— start of Input for this task —

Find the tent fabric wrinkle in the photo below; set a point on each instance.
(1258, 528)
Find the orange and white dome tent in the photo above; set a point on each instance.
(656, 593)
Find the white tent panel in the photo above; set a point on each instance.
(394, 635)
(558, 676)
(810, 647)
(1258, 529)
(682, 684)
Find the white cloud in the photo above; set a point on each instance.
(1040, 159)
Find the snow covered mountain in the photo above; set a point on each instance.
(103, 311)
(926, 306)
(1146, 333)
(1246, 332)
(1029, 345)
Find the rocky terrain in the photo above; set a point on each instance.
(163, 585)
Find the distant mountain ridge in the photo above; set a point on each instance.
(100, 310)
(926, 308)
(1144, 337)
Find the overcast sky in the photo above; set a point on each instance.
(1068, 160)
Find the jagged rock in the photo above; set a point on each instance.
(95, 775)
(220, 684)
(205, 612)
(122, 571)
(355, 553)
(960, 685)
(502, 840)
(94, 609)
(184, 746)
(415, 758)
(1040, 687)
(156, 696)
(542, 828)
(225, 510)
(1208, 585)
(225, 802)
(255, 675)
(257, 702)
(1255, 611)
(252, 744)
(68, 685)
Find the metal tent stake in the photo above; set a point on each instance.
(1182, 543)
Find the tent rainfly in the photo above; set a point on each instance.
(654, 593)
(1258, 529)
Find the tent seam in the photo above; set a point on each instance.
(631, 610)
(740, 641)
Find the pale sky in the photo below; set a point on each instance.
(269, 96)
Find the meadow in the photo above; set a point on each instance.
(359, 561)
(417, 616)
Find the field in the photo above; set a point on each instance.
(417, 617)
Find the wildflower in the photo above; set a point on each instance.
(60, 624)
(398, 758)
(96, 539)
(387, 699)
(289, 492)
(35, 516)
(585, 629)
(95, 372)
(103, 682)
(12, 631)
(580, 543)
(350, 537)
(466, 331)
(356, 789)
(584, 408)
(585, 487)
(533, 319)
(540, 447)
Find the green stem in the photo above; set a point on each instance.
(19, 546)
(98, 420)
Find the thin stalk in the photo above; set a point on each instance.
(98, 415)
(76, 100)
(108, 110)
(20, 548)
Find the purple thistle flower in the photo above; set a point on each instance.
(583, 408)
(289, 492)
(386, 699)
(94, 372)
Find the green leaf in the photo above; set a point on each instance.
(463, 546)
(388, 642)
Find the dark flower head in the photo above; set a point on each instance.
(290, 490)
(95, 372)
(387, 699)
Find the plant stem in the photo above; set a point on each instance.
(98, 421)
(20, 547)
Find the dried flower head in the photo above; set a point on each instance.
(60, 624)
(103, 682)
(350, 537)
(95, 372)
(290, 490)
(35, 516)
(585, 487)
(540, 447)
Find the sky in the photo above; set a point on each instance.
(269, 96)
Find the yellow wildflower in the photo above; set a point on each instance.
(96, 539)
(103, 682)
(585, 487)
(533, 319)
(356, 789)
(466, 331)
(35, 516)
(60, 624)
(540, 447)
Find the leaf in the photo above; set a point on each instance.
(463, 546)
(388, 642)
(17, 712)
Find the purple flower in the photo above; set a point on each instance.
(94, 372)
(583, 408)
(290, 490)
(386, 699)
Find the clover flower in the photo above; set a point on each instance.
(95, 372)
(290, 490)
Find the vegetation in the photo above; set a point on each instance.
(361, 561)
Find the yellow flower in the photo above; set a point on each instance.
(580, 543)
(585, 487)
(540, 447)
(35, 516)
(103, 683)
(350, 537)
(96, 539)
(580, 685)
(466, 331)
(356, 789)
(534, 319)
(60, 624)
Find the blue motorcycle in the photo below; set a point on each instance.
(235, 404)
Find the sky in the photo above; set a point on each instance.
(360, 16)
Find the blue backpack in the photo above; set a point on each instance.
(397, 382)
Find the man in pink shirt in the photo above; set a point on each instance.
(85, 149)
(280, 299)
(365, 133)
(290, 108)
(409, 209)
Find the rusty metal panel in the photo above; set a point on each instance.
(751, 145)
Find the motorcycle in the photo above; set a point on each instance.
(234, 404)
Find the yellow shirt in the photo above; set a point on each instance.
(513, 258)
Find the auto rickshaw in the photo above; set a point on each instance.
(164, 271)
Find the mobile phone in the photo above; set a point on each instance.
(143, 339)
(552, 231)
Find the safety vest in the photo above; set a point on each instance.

— end of Input for this task —

*What this task involves:* Starting from the line with "Find the blue backpack" and ending with the final line of the data, quote every line exactly, both ends included.

*Output of the exercise:*
Find the blue backpack in the photo above; set a point on each instance.
(397, 382)
Find the man in pink shirt in the photo above; set a point on each instance.
(85, 149)
(280, 299)
(365, 133)
(290, 108)
(409, 209)
Find the rusty metal panel in the photo above; set a point on each instance.
(751, 145)
Find the motorcycle in the photo above; set a point on each instance.
(234, 404)
Find the yellow shirt in the photo above; set a point on each instance.
(513, 258)
Find the auto rickshaw in the photo above; set a point on each instance.
(164, 271)
Find the mobile phone in the photo above; set a point on each instance.
(143, 339)
(552, 231)
Find the safety vest in the photo above; set a point on each instance.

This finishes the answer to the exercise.